Stored items:
========
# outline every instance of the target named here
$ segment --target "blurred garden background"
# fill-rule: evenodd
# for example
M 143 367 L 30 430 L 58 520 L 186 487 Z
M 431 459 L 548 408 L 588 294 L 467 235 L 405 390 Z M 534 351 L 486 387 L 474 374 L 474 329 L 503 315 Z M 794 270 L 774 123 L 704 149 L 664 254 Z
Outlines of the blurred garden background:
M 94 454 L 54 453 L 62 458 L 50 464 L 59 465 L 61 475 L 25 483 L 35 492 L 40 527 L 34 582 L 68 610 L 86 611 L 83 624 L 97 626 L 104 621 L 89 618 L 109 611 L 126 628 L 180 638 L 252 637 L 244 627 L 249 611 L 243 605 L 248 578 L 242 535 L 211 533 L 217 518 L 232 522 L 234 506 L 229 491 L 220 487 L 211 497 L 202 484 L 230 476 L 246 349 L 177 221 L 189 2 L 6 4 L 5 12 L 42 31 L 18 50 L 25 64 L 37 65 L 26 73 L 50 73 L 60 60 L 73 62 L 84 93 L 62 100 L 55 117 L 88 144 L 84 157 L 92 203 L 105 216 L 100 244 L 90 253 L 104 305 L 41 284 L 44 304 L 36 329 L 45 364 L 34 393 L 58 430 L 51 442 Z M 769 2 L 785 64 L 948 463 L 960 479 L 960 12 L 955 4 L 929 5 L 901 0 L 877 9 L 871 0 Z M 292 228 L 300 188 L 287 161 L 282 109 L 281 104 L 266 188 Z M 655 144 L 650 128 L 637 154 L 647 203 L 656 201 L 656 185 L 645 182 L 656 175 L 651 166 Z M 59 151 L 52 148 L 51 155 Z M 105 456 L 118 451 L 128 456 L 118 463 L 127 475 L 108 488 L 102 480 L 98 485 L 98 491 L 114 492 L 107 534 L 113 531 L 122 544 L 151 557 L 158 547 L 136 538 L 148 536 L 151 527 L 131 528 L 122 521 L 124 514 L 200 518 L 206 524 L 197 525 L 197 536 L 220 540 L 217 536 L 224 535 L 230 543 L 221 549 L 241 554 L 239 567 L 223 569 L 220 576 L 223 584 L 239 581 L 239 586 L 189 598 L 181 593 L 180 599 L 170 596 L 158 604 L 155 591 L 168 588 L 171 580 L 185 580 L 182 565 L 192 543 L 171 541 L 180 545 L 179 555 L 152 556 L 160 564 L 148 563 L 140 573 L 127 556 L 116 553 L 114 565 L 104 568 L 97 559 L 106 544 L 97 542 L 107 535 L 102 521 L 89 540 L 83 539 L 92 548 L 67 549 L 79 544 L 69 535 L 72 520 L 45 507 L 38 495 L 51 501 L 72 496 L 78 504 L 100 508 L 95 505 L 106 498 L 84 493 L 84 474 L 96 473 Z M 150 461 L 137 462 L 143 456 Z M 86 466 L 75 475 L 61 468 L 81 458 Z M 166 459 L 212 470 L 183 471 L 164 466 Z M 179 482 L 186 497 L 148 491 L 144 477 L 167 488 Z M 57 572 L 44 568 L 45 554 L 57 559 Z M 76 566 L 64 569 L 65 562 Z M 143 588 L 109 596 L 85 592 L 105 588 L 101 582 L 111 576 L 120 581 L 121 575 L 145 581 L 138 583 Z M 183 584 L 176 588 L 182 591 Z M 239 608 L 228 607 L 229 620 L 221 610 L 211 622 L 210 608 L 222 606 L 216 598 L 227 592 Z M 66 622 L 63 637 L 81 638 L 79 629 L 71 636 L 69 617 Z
========
• **WHAT THE TASK REQUIRES**: The answer must hold exactly the lines of the entries above, from the first line through the line that contains "M 143 367 L 30 430 L 58 520 L 186 487 Z", and no others.

• **ANSWER TO THIS EXERCISE**:
# outline every instance of the target named here
$ segment --target "blurred garden background"
# fill-rule: evenodd
# for example
M 143 367 L 30 430 L 58 520 L 186 487 Z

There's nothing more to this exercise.